• _WHAT YOU ARE ASKED TO DO_
Line by line, give the data again exactly as it appears.

• _RECORD EXCERPTS_
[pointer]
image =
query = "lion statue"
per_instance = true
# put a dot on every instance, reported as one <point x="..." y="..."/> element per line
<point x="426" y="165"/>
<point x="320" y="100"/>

• _ANSWER TO THIS TASK_
[pointer]
image =
query = "lion statue"
per_instance = true
# put a dot on every instance, reported as one <point x="..." y="..."/> element per line
<point x="426" y="165"/>
<point x="320" y="100"/>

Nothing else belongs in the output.